*Work order A*
Summarize the news report on Gisèle Pelicot's appeal-court appearance in two sentences.
*Work order B*
Reproduce word for word the part of the news report on Gisèle Pelicot's appeal-court appearance that opens with the words containing "The first trial last year heard" and closes with "the appeal trial.".

(Passage provided begins)

Wednesday, October 8, 2025

Gisèle Pelicot returns to court to face one of men convicted of raping her

The 72-year-old arrives for trial in Nîmes as Husamettin Dogan becomes only man out of 51 to appeal against conviction

Gisèle Pelicot returns to court to face one of men convicted of raping her

Gisèle Pelicot, who survived almost a decade of rape involving dozens of men after she was drugged by her ex-husband, has arrived at a court in France for the appeal trial of one of the men convicted of raping her.

Pelicot became a feminist hero after she decided to waive her right to anonymity in the trial of her former husband and 50 other men last year.

The 72-year-old arrived at the appeals court in the southern French city of Nîmes on Monday with one of her sons and shook hands with supporters.

Her lawyer, Antoine Camus, had said she would have preferred not to face the ordeal of attending another trial but would be present in court nonetheless. “She will be there to explain that a rape is a rape, that there is no such thing as a small rape,” Camus told Agence France-Presse.

Husamettin Dogan, 44, a builder who was sentenced to nine years in prison for raping Pelicot, has appealed against his conviction.

The first trial last year heard he made contact with her then husband, Dominique Pelicot, in a chatroom and drove to the couple’s home the same night in June 2019, telling his wife he was going out. He was convicted of raping Gisèle Pelicot while she was unconscious.

Dogan told the first trial last year that he thought it was just a game. “I’m not a rapist, that’s too heavy for me to bear,” he said. His lawyer declined to comment before the appeal trial.

At first, 17 of the 51 convicted men said they would appeal against the verdict, but 16 gradually dropped out, leaving only one appeal.

Dominique Pelicot, one of the worst sex offenders in modern French history, was sentenced to 20 years in prison for drugging his then wife and inviting dozens of men to rape her in her home in the south of France over a period of almost a decade of their marriage.

(Passage provided ends)
(Provided information begins)

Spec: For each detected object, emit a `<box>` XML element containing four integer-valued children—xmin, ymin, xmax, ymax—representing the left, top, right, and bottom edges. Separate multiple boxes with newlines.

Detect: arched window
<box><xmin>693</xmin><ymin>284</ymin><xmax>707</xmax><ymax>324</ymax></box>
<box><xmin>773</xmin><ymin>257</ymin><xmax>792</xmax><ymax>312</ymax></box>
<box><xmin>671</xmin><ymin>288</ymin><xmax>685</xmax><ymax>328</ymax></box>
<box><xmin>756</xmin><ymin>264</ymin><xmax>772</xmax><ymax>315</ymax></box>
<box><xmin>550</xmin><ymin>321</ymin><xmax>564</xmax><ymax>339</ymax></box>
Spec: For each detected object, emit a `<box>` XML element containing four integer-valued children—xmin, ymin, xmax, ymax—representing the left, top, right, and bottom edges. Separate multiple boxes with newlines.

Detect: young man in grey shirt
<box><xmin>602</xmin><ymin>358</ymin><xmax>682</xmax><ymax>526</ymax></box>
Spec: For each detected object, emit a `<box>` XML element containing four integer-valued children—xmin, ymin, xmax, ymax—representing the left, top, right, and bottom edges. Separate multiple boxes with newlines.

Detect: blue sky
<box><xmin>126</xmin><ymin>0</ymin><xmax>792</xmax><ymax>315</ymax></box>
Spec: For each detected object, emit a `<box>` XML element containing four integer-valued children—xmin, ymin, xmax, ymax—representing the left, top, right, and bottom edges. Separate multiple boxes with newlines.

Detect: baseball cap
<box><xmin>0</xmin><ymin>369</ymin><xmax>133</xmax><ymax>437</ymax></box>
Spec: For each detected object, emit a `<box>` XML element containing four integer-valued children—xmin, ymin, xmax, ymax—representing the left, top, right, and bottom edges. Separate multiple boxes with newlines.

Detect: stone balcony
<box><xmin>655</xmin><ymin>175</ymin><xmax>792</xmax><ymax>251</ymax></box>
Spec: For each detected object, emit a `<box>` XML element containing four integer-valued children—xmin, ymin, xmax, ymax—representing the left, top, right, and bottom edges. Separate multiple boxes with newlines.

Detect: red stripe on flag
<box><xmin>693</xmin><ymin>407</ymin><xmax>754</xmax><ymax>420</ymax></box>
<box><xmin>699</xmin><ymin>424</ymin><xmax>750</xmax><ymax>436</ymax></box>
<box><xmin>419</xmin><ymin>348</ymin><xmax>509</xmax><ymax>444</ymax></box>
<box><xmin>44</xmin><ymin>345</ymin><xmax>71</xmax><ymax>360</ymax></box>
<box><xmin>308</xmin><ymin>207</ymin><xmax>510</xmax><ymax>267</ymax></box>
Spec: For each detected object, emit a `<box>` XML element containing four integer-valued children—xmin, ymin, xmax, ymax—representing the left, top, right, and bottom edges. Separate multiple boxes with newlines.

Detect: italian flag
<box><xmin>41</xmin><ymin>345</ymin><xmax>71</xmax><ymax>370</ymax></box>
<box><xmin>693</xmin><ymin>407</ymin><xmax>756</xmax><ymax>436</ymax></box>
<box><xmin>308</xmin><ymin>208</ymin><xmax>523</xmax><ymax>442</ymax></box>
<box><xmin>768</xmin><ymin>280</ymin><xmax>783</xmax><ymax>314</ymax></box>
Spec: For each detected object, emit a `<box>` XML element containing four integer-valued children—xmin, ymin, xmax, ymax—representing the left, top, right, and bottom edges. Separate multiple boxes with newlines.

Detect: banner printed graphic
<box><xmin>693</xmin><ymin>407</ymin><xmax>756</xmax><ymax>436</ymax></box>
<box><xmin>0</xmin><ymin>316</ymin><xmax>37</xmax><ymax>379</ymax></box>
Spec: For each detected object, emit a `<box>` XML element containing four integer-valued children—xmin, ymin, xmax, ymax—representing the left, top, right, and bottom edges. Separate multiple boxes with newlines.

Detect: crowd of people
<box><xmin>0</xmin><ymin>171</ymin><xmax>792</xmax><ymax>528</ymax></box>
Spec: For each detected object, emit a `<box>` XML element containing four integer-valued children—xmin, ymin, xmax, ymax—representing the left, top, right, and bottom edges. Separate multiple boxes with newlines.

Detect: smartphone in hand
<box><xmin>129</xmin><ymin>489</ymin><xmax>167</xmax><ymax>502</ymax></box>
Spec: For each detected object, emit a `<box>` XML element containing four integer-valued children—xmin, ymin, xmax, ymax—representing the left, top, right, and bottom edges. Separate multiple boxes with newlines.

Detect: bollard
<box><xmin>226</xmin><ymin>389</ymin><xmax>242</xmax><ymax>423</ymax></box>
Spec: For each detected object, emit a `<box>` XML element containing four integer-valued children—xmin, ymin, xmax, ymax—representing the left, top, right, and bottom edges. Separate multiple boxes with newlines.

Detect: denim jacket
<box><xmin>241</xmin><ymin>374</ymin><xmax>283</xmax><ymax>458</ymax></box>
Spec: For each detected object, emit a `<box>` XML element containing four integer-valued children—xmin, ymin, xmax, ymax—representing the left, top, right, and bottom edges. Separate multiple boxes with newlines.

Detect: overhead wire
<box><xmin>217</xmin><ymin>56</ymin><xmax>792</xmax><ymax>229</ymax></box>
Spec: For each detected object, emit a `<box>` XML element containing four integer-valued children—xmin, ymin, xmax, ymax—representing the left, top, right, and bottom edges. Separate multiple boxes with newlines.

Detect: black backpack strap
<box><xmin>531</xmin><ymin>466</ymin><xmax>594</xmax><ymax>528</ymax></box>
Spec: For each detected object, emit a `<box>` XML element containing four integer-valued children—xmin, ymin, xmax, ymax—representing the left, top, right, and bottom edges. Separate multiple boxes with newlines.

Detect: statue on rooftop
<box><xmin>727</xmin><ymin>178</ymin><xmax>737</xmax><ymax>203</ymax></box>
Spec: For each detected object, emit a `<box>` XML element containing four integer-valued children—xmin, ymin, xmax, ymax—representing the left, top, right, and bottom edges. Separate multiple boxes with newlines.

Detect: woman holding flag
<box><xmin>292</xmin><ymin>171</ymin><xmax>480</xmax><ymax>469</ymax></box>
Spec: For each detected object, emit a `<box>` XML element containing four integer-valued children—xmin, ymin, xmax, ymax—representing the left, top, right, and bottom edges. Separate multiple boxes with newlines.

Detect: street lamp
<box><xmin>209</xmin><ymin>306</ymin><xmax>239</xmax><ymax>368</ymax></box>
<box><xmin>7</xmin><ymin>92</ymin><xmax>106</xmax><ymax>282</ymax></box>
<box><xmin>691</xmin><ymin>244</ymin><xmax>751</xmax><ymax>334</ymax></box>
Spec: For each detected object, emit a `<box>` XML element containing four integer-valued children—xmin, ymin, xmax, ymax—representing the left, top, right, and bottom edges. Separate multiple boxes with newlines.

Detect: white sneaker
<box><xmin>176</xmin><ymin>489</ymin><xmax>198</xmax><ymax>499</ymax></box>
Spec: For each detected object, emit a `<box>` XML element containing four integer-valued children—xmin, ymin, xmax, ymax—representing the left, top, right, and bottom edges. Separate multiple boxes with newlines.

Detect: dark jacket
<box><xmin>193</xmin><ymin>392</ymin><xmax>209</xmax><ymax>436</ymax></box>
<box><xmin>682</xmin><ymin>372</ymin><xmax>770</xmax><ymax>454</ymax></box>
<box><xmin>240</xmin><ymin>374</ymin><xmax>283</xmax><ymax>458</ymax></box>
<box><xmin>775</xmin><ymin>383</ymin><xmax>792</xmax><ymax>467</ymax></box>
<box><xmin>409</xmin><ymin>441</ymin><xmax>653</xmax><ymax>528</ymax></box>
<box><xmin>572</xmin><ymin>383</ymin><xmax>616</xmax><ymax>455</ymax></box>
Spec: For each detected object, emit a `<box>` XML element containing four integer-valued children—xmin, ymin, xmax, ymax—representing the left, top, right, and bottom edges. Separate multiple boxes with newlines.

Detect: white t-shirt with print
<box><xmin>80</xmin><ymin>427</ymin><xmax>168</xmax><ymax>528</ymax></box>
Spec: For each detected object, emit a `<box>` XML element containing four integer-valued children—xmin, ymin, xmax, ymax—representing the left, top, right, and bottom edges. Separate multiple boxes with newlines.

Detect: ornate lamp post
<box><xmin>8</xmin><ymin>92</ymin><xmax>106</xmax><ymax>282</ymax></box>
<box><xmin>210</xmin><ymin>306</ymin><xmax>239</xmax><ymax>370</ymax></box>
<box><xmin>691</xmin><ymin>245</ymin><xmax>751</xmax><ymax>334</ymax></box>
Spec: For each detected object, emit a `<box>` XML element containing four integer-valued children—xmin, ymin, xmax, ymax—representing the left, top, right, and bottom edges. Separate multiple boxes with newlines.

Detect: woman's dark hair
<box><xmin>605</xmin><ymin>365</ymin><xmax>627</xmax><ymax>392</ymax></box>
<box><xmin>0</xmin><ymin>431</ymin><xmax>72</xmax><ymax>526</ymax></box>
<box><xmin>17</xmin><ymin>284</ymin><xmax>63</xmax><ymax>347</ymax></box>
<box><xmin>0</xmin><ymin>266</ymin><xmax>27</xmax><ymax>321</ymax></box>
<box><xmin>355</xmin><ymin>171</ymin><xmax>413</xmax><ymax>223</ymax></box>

(Provided information ends)

*Expected output A*
Gisèle Pelicot, who was drugged by her ex-husband and raped by dozens of men over almost a decade, arrived at the appeals court in Nîmes for the appeal trial of Husamettin Dogan, one of the men convicted of raping her. Dogan, a 44-year-old builder sentenced to nine years in prison, is the only one of the 51 convicted men still appealing, after 16 others who first said they would appeal dropped out.

*Expected output B*
The first trial last year heard he made contact with her then husband, Dominique Pelicot, in a chatroom and drove to the couple’s home the same night in June 2019, telling his wife he was going out. He was convicted of raping Gisèle Pelicot while she was unconscious.

Dogan told the first trial last year that he thought it was just a game. “I’m not a rapist, that’s too heavy for me to bear,” he said. His lawyer declined to comment before the appeal trial.